• _Your goal_:
This exercise calls for printing every record exactly once more.

------

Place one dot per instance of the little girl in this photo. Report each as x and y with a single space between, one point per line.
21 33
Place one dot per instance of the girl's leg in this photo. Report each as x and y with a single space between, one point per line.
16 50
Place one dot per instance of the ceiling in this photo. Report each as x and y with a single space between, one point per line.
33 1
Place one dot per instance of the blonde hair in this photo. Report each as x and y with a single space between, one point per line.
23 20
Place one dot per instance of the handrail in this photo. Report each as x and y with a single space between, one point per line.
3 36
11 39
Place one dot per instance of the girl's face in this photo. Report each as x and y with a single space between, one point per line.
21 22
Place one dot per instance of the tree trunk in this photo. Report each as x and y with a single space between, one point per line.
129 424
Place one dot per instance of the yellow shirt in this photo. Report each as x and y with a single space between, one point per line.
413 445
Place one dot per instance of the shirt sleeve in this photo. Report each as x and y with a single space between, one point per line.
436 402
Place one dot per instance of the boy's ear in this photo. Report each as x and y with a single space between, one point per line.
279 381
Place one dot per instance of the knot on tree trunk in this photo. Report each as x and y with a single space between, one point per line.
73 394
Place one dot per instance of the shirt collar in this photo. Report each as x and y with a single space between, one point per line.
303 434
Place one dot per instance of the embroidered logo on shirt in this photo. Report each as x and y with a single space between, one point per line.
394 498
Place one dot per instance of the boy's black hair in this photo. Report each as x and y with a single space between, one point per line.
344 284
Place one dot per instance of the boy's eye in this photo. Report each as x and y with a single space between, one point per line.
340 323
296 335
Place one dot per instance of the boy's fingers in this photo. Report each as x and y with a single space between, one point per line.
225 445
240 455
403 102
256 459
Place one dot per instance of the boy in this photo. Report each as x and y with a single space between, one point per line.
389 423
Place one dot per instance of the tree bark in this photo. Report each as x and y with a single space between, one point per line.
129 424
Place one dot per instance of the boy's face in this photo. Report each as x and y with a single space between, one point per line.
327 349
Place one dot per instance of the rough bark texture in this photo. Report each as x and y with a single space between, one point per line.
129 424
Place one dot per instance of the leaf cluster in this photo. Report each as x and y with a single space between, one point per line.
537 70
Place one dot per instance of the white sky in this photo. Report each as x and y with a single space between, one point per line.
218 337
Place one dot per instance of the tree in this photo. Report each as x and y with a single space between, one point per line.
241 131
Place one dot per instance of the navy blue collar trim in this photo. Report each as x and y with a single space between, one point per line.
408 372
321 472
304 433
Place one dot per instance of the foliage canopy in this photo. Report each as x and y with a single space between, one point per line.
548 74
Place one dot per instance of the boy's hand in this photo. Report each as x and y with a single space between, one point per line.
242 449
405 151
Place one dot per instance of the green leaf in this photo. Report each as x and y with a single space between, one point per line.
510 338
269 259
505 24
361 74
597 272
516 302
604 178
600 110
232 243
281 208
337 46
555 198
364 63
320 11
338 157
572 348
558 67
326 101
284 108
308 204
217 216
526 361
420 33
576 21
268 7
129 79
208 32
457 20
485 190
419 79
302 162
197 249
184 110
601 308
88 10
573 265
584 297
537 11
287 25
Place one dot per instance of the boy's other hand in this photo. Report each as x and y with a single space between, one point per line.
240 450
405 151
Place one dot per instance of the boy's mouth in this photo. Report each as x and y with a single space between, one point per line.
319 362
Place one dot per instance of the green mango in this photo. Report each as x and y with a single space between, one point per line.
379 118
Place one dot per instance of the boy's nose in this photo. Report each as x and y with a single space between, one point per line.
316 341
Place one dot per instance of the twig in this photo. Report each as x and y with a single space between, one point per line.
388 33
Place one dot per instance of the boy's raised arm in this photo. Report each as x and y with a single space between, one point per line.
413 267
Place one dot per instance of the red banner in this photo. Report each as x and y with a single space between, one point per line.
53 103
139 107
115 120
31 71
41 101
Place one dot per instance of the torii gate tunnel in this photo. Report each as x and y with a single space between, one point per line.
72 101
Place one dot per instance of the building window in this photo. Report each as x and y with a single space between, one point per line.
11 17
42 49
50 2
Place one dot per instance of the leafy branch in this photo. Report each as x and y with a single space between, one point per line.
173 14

------

• _Solution_:
Place one dot per instance of the little girl in this photo. Report each as x and y with a single space between, one point per line.
21 33
Place one dot per instance of the girl's leg in this photo. Report each as x and y with a single space between, one point per line.
16 50
Place one dot per instance of the ceiling in this photo. Report each as x and y with a single space between, one point per line.
33 1
Place one dot per instance of the blonde hair in this photo. Report each as x and y with a single space between, one point per line.
23 20
Place one dot per instance of the handrail in this photo. Report each as x and y with a single space between, one point per line.
3 36
11 39
Place one dot per instance of the girl's face in this photo. Report each as x and y with a single space between, one point per line.
21 22
Place one dot per instance of the tree trunk in this photo. Report each as x and y with a single space between, one point per line.
129 424
Place one dot per instance of the yellow shirt in this photo. Report each as x and y with a single space between, one point per line.
413 445
Place one dot per instance of the shirt sleeve in this photo. Report each as x and y with a single space between, one point per line.
436 402
Place one dot per instance of the boy's ear in this photo. Report each as x and y with a single space between, one point per line.
279 381
Place one dot per instance of the knot on tree trunk in this photo. Report each as x and y with a single space between, one point per line.
73 394
Place one dot per instance of the shirt collar in this photo. Report each as x and y with a single space between, one point per line.
303 434
Place one dot per instance of the embroidered logo on shirt in this photo. Report each as x and y with a single space between, one point per line.
394 498
Place one dot per instance of the boy's black hair in this photo. Report each as x and y with a single space between, one point per line.
344 284
Place one dot per instance of the boy's eye in this photo. Report each as x and y with a single space between, one point per line.
340 323
296 335
Place one dot per instance of the boy's fingers in this photo. Report each as x and y with a single space between, one point per line.
225 445
240 455
403 102
256 459
Place one dot per instance of the boy in this photo. Report each as x and y with a single space between, one point per line.
389 423
Place one dot per instance of the tree bark in this photo. Report each as x and y with a single space between, one point per line.
129 424
Place one dot per instance of the boy's face in this photo. Report each as x and y with a single space between, one point per line.
327 349
Place one dot per instance of the rough bark texture in this photo. Report each as x and y with a single space between, one point per line.
129 424
Place one dot per instance of the leaf cluster in this photo. Report each as x and y with a single space between, one point per line.
537 70
Place one dot per instance of the white sky in this photo. Report each as x and y with a single space between, one point per line.
218 337
Place one dot per instance of the tree in this photo. Report each as x and y with a single space between, one point per line.
241 131
Place one dot per instance of the navy blue collar trim in this photo. Report each as x and y with a single space between, one point per line.
408 372
321 472
304 433
Place one dot per instance of the foliage canopy in this photo. Report each as x and y with a single space between, one point per line.
548 74
Place one dot per instance of the boy's hand in this photo. Report each as x and y with a single space between, one point per line.
242 449
405 151
Place one dot per instance of the green leaf in this photo. Report each as x and y with a single space between, one point per line.
510 338
269 259
505 24
361 74
597 272
516 302
604 178
600 110
232 243
281 208
337 46
555 198
364 63
320 11
338 157
572 348
558 67
326 101
284 108
308 204
217 216
526 361
420 33
576 21
268 7
129 79
208 32
457 20
485 190
419 79
302 162
197 249
184 110
601 308
88 10
573 265
584 297
537 11
287 25
Place one dot per instance of the boy's other hand in this photo. Report each as x and y with a single space between, one point per line.
240 450
405 151
Place one dot per instance of the boy's mouth in this photo. Report each as x and y with a single space between, one point per line.
319 362
Place one dot per instance of the green mango in this photo. Report each as x and y with a single space between, one point per line.
379 118
Place one dot per instance of the boy's nose in this photo. Report each as x and y with a single space between, one point per line.
316 341
Place one dot per instance of the twig in this photo. Report each as x and y with a single space between, one point per line.
388 33
Place one dot per instance of the boy's raised arm in this photo. Report each as x and y with a single space between, one point per line.
413 267
Place one dot per instance of the red banner in this photo. Report each as x and y with a single space between, one point per line.
53 103
139 107
115 120
31 71
41 101
Place one dot per instance of the torii gate tunnel in this photo. Report each as x and y with a single space between, one point per line.
72 101
Place one dot per instance of the building window in this photo. Report each as x and y with a single space between, one point per line.
11 17
42 49
50 2
Place one dot per instance of the leafy branch in this photo. Report each as x and y with a single space between, one point per line.
173 14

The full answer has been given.